## [TASK INPUTS]
— start —
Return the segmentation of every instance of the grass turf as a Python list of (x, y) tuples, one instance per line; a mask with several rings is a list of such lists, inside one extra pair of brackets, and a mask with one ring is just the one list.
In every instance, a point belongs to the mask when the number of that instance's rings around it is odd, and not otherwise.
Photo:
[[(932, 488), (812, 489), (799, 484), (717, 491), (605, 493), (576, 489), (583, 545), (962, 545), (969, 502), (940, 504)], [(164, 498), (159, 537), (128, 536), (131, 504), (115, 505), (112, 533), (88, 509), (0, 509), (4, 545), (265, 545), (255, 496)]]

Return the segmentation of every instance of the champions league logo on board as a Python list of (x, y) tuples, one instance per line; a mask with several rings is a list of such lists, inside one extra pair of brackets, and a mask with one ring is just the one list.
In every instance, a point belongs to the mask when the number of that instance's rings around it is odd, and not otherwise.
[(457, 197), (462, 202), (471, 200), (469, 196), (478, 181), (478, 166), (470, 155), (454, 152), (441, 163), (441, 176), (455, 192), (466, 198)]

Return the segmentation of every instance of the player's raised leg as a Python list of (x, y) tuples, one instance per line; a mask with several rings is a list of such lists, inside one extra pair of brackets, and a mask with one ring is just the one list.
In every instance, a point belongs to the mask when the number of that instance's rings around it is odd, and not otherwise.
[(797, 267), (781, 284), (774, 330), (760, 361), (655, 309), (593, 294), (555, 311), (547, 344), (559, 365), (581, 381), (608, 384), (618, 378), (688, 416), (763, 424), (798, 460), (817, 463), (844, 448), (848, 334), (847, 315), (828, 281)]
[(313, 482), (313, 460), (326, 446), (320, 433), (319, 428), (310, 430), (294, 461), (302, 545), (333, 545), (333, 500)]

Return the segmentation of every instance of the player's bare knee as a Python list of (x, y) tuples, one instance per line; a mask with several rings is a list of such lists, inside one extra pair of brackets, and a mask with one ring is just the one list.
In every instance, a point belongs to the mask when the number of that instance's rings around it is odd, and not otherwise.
— end —
## [PROMPT]
Update the lines above so that every "one instance per line" becomes "one instance per row", with nothing else changed.

## [RESPONSE BELOW]
Return the segmentation of every instance of the grass turf as a Python list of (x, y) tuples, one instance per row; a mask with several rings is a list of such lists, inside one extra pair of brackets, and a mask with one ring is just the one list.
In every instance, a point belongs to the mask when the number of that instance's rings around it is odd, and not otherwise.
Photo:
[[(932, 488), (812, 489), (799, 484), (717, 491), (605, 493), (576, 489), (583, 545), (962, 545), (969, 502), (940, 504)], [(164, 498), (159, 537), (128, 536), (131, 504), (115, 505), (112, 533), (88, 509), (0, 509), (4, 545), (265, 545), (255, 496)]]

Return the segmentation of every instance of the champions league logo on board as a Python list of (x, y) tuples, one instance per row; a mask with several rings is a list of such lists, inside one extra pair of brackets, and a mask with one ring is just the one list.
In every instance, a point belongs to the mask when the number of that instance's rings around it is odd, and not otherwise.
[(457, 197), (462, 202), (471, 200), (469, 196), (478, 181), (478, 166), (470, 155), (454, 152), (441, 163), (441, 176), (455, 192), (466, 198)]

Return the segmentation of every instance of the player's raised leg as a Python list of (x, y) tuples, one instance per row; a mask with several rings is a list of such lists, inside one extra pair of brackets, and a mask with one ring is just the one list.
In every instance, a point belongs to the mask when the number of that instance's rings around it is odd, and not otherwise.
[(797, 267), (781, 284), (774, 330), (760, 361), (655, 309), (593, 294), (555, 311), (547, 344), (559, 365), (581, 381), (608, 384), (618, 378), (688, 416), (763, 424), (798, 460), (817, 463), (844, 448), (848, 334), (847, 315), (828, 281)]
[(313, 482), (313, 460), (326, 446), (320, 433), (319, 428), (310, 430), (294, 461), (302, 545), (333, 545), (333, 500)]

Return the segmentation of every instance of the player's bare knee as a Python list of (x, y) tuples, one instance per row; a mask with several rings is a list of such lists, inside one extra pair of brackets, and a mask with one ring is just the one list.
In every instance, a point belongs to the mask when the number of that instance's rings around it is odd, and not otherwise.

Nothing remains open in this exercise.